§ **Work to complete**:
Rewrite the part of the material below that opens with the line containing "Return one point per instance of the light" and closes with the line containing "pixel 556 778" as a Markdown table with the columns Row and Line, numbering each line and skipping blank lines. Leave the pictures out of the answer.

┄┄┄┄┄┄┄┄┄┄┄┄┄┄┄┄┄┄┄┄

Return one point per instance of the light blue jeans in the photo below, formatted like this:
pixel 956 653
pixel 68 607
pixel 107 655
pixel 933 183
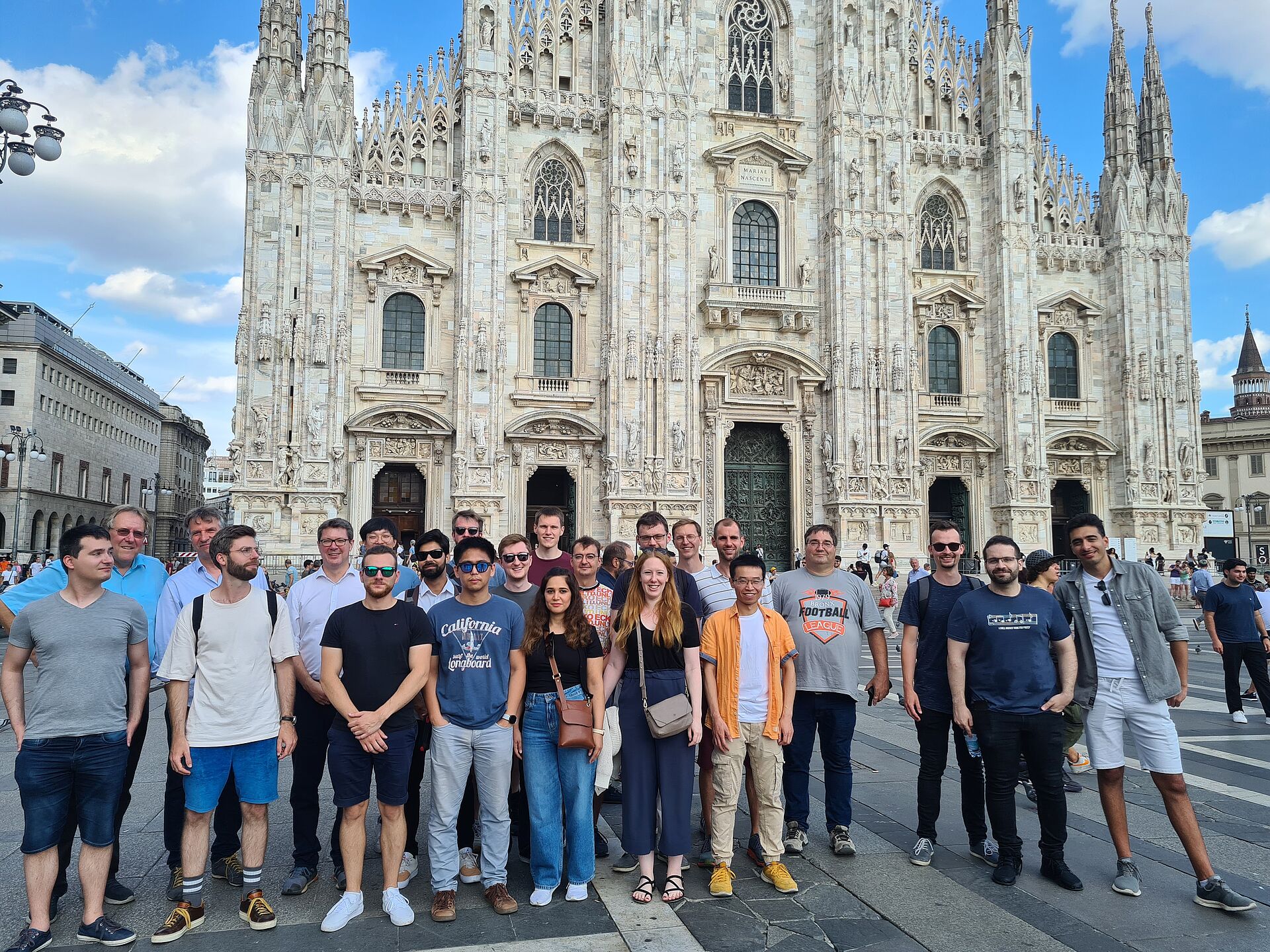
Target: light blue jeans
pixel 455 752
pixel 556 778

┄┄┄┄┄┄┄┄┄┄┄┄┄┄┄┄┄┄┄┄

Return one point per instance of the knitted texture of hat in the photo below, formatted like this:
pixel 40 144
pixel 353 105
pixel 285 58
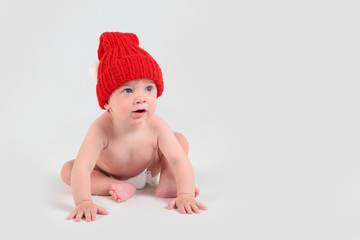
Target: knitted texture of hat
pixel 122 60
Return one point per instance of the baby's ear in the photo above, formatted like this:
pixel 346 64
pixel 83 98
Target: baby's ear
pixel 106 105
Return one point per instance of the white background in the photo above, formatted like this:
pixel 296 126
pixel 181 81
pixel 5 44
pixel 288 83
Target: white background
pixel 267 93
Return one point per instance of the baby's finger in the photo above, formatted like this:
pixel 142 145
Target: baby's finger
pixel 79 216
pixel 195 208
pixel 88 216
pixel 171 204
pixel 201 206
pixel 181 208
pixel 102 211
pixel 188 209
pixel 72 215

┄┄┄┄┄┄┄┄┄┄┄┄┄┄┄┄┄┄┄┄

§ **Output below**:
| Row | Line |
|---|---|
| 1 | Return one point per instance of the light blue jeans in the photo below, formatted like this: |
| 2 | pixel 956 653 |
| 3 | pixel 68 607 |
| 4 | pixel 107 655 |
| 5 | pixel 933 183 |
| 6 | Target: light blue jeans |
| 7 | pixel 455 752 |
| 8 | pixel 556 778 |